### What you should do
Reproduce every item below verbatim, but leave out the pictures.

### Excerpted records
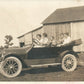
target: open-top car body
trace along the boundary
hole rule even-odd
[[[23,48],[9,48],[1,52],[1,74],[6,77],[16,77],[22,68],[61,65],[62,69],[71,72],[77,67],[78,55],[73,46],[81,44],[73,41],[63,46],[39,47],[33,45]]]

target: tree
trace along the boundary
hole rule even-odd
[[[13,40],[13,37],[11,35],[6,35],[5,36],[5,48],[9,48],[9,46],[12,46],[13,43],[11,42]]]

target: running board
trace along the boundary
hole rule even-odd
[[[30,67],[48,67],[53,65],[61,65],[61,63],[52,63],[52,64],[41,64],[41,65],[31,65]]]

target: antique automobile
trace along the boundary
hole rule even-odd
[[[13,78],[20,74],[23,68],[61,65],[67,72],[77,68],[78,55],[74,46],[81,40],[72,41],[62,46],[47,46],[35,48],[33,45],[22,48],[4,49],[0,54],[0,72],[5,77]]]

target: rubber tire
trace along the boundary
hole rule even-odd
[[[16,73],[14,73],[13,75],[8,75],[8,74],[3,70],[4,63],[6,62],[6,60],[9,60],[9,59],[15,60],[15,61],[17,62],[17,64],[18,64],[18,71],[17,71]],[[1,74],[2,74],[3,76],[7,77],[7,78],[14,78],[14,77],[18,76],[18,75],[21,73],[21,71],[22,71],[22,63],[21,63],[21,61],[20,61],[18,58],[16,58],[16,57],[7,57],[7,58],[1,63],[1,66],[0,66],[0,67],[1,67],[1,70],[0,70]]]
[[[64,61],[65,61],[65,59],[66,59],[67,57],[72,58],[72,59],[73,59],[73,62],[74,62],[73,67],[70,68],[70,69],[67,69],[67,68],[65,67],[65,65],[64,65]],[[66,72],[72,72],[72,71],[74,71],[76,68],[77,68],[77,58],[76,58],[73,54],[66,54],[66,55],[63,57],[63,59],[62,59],[62,69],[63,69],[64,71],[66,71]]]

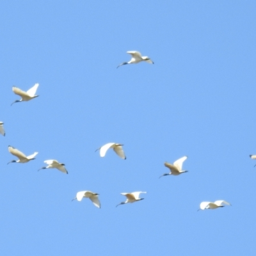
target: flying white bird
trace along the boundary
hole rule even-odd
[[[8,150],[10,153],[11,153],[12,155],[17,156],[19,158],[19,160],[12,160],[8,164],[10,164],[10,163],[28,163],[30,160],[34,160],[35,159],[34,158],[34,157],[35,157],[38,154],[38,152],[35,152],[32,155],[26,156],[22,152],[12,146],[8,147]]]
[[[256,159],[256,155],[250,155],[250,157],[252,159]],[[254,166],[254,167],[256,166],[256,164]]]
[[[14,102],[12,103],[11,106],[15,102],[21,102],[22,101],[28,101],[31,100],[32,99],[36,98],[39,95],[35,95],[37,88],[38,87],[39,84],[35,84],[32,88],[31,88],[28,91],[24,92],[17,87],[13,86],[12,90],[14,93],[17,94],[21,97],[21,99],[19,100],[15,100]]]
[[[181,157],[179,159],[176,160],[173,163],[173,164],[165,162],[164,166],[168,167],[170,169],[170,173],[164,173],[163,175],[160,176],[159,178],[161,178],[163,176],[166,176],[166,175],[179,175],[180,173],[188,172],[188,171],[184,171],[182,170],[182,163],[187,158],[188,158],[187,156],[184,156],[183,157]]]
[[[77,201],[81,201],[82,199],[85,197],[89,198],[98,208],[100,208],[100,203],[98,198],[99,194],[91,191],[80,191],[77,192],[76,194],[76,197],[75,197],[73,200],[76,199]]]
[[[148,56],[141,56],[141,54],[140,52],[138,52],[136,51],[130,51],[127,52],[132,56],[131,60],[128,62],[123,62],[117,67],[126,64],[138,63],[141,61],[146,61],[148,63],[154,64],[154,62]]]
[[[144,198],[140,198],[140,194],[143,193],[145,194],[147,192],[138,191],[138,192],[132,192],[132,193],[121,193],[121,195],[123,195],[126,196],[127,199],[126,199],[125,202],[122,202],[120,204],[118,204],[116,207],[117,207],[120,204],[125,204],[127,203],[134,203],[134,202],[140,201],[143,200]]]
[[[0,133],[2,135],[5,136],[5,132],[4,132],[3,124],[4,124],[4,123],[3,122],[0,122]]]
[[[231,205],[230,204],[224,200],[217,200],[214,203],[212,202],[202,202],[200,205],[200,209],[199,209],[198,211],[200,210],[204,210],[205,209],[213,209],[219,207],[223,207],[225,205],[223,205],[222,204],[224,204],[227,205]]]
[[[118,144],[118,143],[109,143],[105,144],[104,146],[100,147],[99,148],[96,149],[95,152],[97,150],[100,150],[100,156],[102,157],[104,157],[106,155],[106,153],[107,152],[108,150],[110,148],[112,148],[114,151],[122,159],[126,159],[126,156],[124,154],[123,148],[122,146],[124,146],[123,144]]]
[[[46,167],[42,167],[39,170],[42,169],[48,169],[48,168],[54,168],[59,170],[60,171],[63,172],[64,173],[68,174],[68,171],[65,168],[65,164],[59,163],[57,160],[45,160],[44,161],[45,164],[48,164]]]

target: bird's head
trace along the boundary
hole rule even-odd
[[[9,163],[7,163],[7,164],[9,164],[10,163],[17,163],[16,160],[10,161]]]
[[[12,102],[12,103],[11,104],[11,106],[12,106],[12,104],[13,104],[14,103],[16,103],[16,102],[21,102],[20,100],[15,100],[14,102]]]
[[[125,202],[122,202],[122,203],[118,204],[116,206],[116,207],[117,207],[118,205],[121,205],[121,204],[125,204]]]
[[[46,169],[46,167],[42,167],[42,168],[40,168],[39,170],[37,170],[37,172],[38,172],[38,171],[40,171],[40,170],[42,170],[42,169]]]
[[[159,177],[159,179],[161,177],[163,177],[163,176],[167,176],[167,175],[170,175],[172,173],[164,173],[164,174],[163,174],[163,175],[161,175],[160,177]]]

### Task solution
target: open-top car body
trace along the boundary
hole rule even-odd
[[[23,48],[9,48],[1,52],[1,74],[6,77],[16,77],[22,68],[61,65],[62,69],[71,72],[77,67],[78,55],[73,46],[81,44],[73,41],[63,46],[39,47],[33,45]]]

target: tree
trace along the boundary
hole rule even-odd
[[[13,40],[13,37],[11,35],[6,35],[5,36],[5,48],[9,48],[9,46],[12,46],[13,43],[11,42]]]

target: running board
trace along the boundary
hole rule even-odd
[[[30,67],[48,67],[53,65],[61,65],[61,63],[52,63],[52,64],[41,64],[41,65],[31,65]]]

target: antique automobile
trace along the boundary
hole rule even-odd
[[[13,78],[20,74],[23,68],[61,65],[67,72],[77,68],[78,55],[74,46],[81,40],[72,41],[62,46],[47,46],[35,48],[33,45],[22,48],[4,49],[0,54],[0,72],[5,77]]]

target: rubber tire
trace along the boundary
hole rule even-odd
[[[16,73],[14,73],[13,75],[8,75],[8,74],[3,70],[4,63],[6,62],[6,60],[9,60],[9,59],[15,60],[15,61],[17,62],[17,64],[18,64],[18,71],[17,71]],[[1,74],[2,74],[3,76],[7,77],[7,78],[14,78],[14,77],[18,76],[18,75],[21,73],[21,71],[22,71],[22,63],[21,63],[21,61],[20,61],[18,58],[16,58],[16,57],[7,57],[7,58],[1,63],[1,66],[0,66],[0,67],[1,67],[1,70],[0,70]]]
[[[64,61],[65,61],[65,59],[66,59],[67,57],[72,58],[72,59],[73,59],[73,62],[74,62],[73,67],[70,68],[70,69],[67,69],[67,68],[65,67],[65,65],[64,65]],[[66,72],[72,72],[72,71],[74,71],[76,68],[77,68],[77,58],[76,58],[73,54],[66,54],[66,55],[63,57],[63,59],[62,59],[62,69],[63,69],[64,71],[66,71]]]

target: flying white bird
trace along the boundary
hole rule even-odd
[[[8,150],[10,153],[11,153],[12,155],[17,156],[19,158],[19,160],[12,160],[8,164],[10,164],[10,163],[28,163],[30,160],[34,160],[35,159],[34,158],[34,157],[35,157],[38,154],[38,152],[35,152],[32,155],[26,156],[22,152],[12,146],[8,147]]]
[[[256,159],[256,155],[250,155],[250,157],[252,159]],[[254,166],[254,167],[256,166],[256,164]]]
[[[14,102],[12,103],[11,106],[15,102],[21,102],[22,101],[28,101],[31,100],[32,99],[36,98],[39,95],[35,95],[37,88],[38,87],[39,84],[35,84],[32,88],[31,88],[28,91],[24,92],[17,87],[13,86],[12,90],[14,93],[17,94],[21,97],[21,99],[19,100],[15,100]]]
[[[181,157],[179,159],[176,160],[173,163],[173,164],[165,162],[164,166],[168,167],[170,169],[170,173],[164,173],[163,175],[160,176],[159,178],[161,178],[163,176],[166,176],[166,175],[179,175],[180,173],[188,172],[188,171],[184,171],[182,170],[182,163],[187,158],[188,158],[187,156],[184,156],[183,157]]]
[[[77,201],[81,201],[82,199],[85,197],[89,198],[98,208],[100,208],[100,203],[98,198],[99,194],[91,191],[80,191],[77,192],[76,194],[76,197],[75,197],[73,200],[76,199]]]
[[[148,56],[141,56],[141,54],[140,52],[138,52],[136,51],[130,51],[127,52],[132,56],[131,60],[128,62],[123,62],[117,67],[126,64],[138,63],[141,61],[146,61],[148,63],[154,64],[154,62]]]
[[[144,198],[140,198],[140,194],[143,193],[145,194],[147,192],[138,191],[138,192],[132,192],[132,193],[121,193],[121,195],[123,195],[126,196],[127,199],[126,199],[125,202],[122,202],[120,204],[118,204],[116,207],[117,207],[120,204],[125,204],[127,203],[134,203],[134,202],[140,201],[143,200]]]
[[[0,133],[2,135],[5,136],[5,132],[4,132],[3,124],[4,124],[4,123],[3,122],[0,122]]]
[[[231,205],[230,204],[224,200],[217,200],[214,203],[212,202],[202,202],[200,205],[200,209],[199,209],[198,211],[200,210],[204,210],[205,209],[213,209],[219,207],[223,207],[225,205],[223,205],[222,204],[224,204],[227,205]]]
[[[118,144],[118,143],[109,143],[105,144],[104,146],[100,147],[99,148],[96,149],[95,152],[97,150],[100,150],[100,156],[102,157],[104,157],[106,155],[106,153],[107,152],[108,150],[110,148],[112,148],[114,151],[122,159],[126,159],[126,156],[124,154],[123,148],[122,146],[124,146],[123,144]]]
[[[46,167],[42,167],[39,170],[42,169],[48,169],[48,168],[54,168],[59,170],[60,171],[63,172],[64,173],[68,174],[68,171],[65,168],[65,164],[59,163],[57,160],[45,160],[44,161],[45,164],[48,164]]]

target: bird's head
trace along the boundary
hole rule even-odd
[[[9,163],[7,163],[7,164],[9,164],[10,163],[17,163],[16,160],[10,161]]]
[[[12,102],[12,103],[11,104],[11,106],[12,106],[12,104],[13,104],[14,103],[16,103],[16,102],[21,102],[20,100],[15,100],[14,102]]]
[[[125,202],[122,202],[122,203],[118,204],[116,206],[116,207],[117,207],[118,205],[121,205],[121,204],[125,204]]]
[[[46,169],[46,167],[42,167],[42,168],[40,168],[39,170],[37,170],[37,172],[38,172],[38,171],[40,171],[40,170],[42,170],[42,169]]]
[[[159,177],[159,179],[161,177],[163,177],[163,176],[167,176],[167,175],[170,175],[172,173],[164,173],[164,174],[163,174],[163,175],[161,175],[160,177]]]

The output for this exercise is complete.